◆ **EXERCISE DIRECTIONS**
Convert every line of the items below into a Markdown table with the columns "Row" and "Line", leaving out any blank lines. Number the rows in order under "Row" and put each line's text under "Line".

(Stored items)

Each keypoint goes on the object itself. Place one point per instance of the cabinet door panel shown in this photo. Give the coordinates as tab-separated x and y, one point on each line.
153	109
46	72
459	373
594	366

◆ **RESPONSE TO THIS TASK**
| Row | Line |
|---|---|
| 1 | Each keypoint goes on the object itself. Place one point per instance of the cabinet door panel shown in this photo. Give the coordinates as tab-separated x and y, one point on each line. |
| 2 | 153	109 |
| 3 | 46	72 |
| 4 | 459	373 |
| 5 | 594	366 |